• The problem
Copy out the items below, substituting "in this format" for each occurrence of "formatted like this" and keeping everything else unchanged.

• Raw records
* * * * * * *
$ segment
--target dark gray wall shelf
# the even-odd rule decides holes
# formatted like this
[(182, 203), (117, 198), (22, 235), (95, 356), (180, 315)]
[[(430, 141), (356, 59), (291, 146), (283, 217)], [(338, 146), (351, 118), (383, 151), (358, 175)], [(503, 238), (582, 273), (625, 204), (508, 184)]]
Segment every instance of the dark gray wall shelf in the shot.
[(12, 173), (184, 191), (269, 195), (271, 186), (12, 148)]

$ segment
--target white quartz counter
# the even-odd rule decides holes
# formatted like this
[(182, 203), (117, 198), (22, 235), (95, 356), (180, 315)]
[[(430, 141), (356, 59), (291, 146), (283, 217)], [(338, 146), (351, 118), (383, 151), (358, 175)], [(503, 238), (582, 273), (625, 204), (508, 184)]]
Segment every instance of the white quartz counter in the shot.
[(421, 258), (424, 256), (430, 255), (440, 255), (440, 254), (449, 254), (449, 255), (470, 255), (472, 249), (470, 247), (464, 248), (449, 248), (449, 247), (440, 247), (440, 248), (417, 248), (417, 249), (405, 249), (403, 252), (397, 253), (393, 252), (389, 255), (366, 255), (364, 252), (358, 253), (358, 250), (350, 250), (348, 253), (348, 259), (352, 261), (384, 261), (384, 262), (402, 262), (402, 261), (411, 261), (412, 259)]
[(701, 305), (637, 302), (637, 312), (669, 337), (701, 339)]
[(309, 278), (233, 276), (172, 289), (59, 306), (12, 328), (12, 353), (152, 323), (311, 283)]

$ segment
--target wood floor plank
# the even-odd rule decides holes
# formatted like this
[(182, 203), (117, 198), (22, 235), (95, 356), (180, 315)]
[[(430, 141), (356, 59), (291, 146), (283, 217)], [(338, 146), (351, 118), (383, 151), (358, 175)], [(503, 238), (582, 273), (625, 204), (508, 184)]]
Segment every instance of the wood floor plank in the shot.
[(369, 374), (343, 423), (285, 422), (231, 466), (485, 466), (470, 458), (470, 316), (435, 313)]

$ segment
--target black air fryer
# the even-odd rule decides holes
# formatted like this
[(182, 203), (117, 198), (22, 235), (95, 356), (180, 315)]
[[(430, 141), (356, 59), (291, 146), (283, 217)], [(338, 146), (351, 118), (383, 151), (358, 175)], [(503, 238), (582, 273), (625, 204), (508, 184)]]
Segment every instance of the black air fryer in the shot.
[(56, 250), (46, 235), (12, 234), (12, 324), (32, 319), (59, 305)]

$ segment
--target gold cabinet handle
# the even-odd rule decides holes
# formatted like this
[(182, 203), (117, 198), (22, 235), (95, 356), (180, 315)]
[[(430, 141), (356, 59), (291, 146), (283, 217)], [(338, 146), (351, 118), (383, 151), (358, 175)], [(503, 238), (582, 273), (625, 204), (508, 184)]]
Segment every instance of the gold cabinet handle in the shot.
* * * * * * *
• Expected answer
$ segment
--target dark gray wall shelf
# the even-odd rule decides holes
# in this format
[(182, 203), (117, 198), (22, 235), (95, 356), (180, 315)]
[[(430, 141), (356, 59), (291, 146), (283, 217)], [(338, 146), (351, 118), (383, 151), (358, 175)], [(503, 238), (582, 273), (625, 204), (508, 184)]]
Segment every instance of the dark gray wall shelf in the shot.
[(12, 173), (184, 191), (269, 195), (271, 186), (12, 148)]

$ segment
--target white quartz counter
# the even-odd rule decides holes
# in this format
[(182, 203), (117, 198), (22, 235), (95, 356), (180, 315)]
[[(430, 141), (356, 59), (291, 146), (283, 217)], [(338, 146), (351, 118), (383, 151), (358, 175)], [(503, 238), (582, 273), (625, 204), (508, 184)]]
Segment every instance of the white quartz counter in the shot.
[(421, 258), (424, 256), (430, 255), (440, 255), (440, 254), (449, 254), (449, 255), (470, 255), (472, 249), (470, 247), (464, 248), (449, 248), (449, 247), (440, 247), (440, 248), (417, 248), (417, 249), (405, 249), (403, 252), (397, 253), (393, 252), (389, 255), (366, 255), (364, 252), (358, 253), (358, 250), (350, 250), (348, 253), (348, 259), (352, 261), (384, 261), (384, 262), (402, 262), (402, 261), (411, 261), (412, 259)]
[(701, 305), (637, 302), (637, 312), (669, 337), (701, 339)]
[(309, 278), (233, 276), (172, 289), (59, 306), (12, 328), (12, 353), (152, 323), (311, 283)]

$ segment
--target wood floor plank
# the even-odd rule decides holes
# in this format
[(182, 203), (117, 198), (22, 235), (95, 356), (180, 315)]
[[(430, 141), (356, 59), (291, 146), (283, 217)], [(338, 146), (351, 118), (383, 151), (358, 175)], [(503, 238), (582, 273), (625, 204), (508, 184)]]
Segment every instance of the wood floor plank in the shot.
[(369, 374), (343, 423), (285, 422), (231, 466), (485, 466), (470, 458), (470, 316), (435, 313)]

$ segment
--target black air fryer
# the even-odd rule decides holes
# in this format
[(182, 203), (117, 198), (22, 235), (95, 356), (180, 315)]
[[(430, 141), (356, 59), (291, 146), (283, 217)], [(338, 146), (351, 118), (383, 151), (358, 175)], [(503, 238), (582, 273), (625, 204), (508, 184)]]
Segment every instance of the black air fryer in the shot.
[(56, 250), (46, 235), (12, 234), (12, 324), (32, 319), (59, 305)]

$ segment
--target gold cabinet handle
# the even-odd rule decides holes
# in this format
[(182, 203), (117, 198), (22, 235), (95, 356), (180, 315)]
[[(430, 141), (356, 59), (291, 146), (283, 217)], [(338, 146), (351, 118), (383, 151), (358, 175)], [(503, 238), (582, 273), (625, 204), (508, 184)]]
Segment every instance of the gold cabinet handle in the shot.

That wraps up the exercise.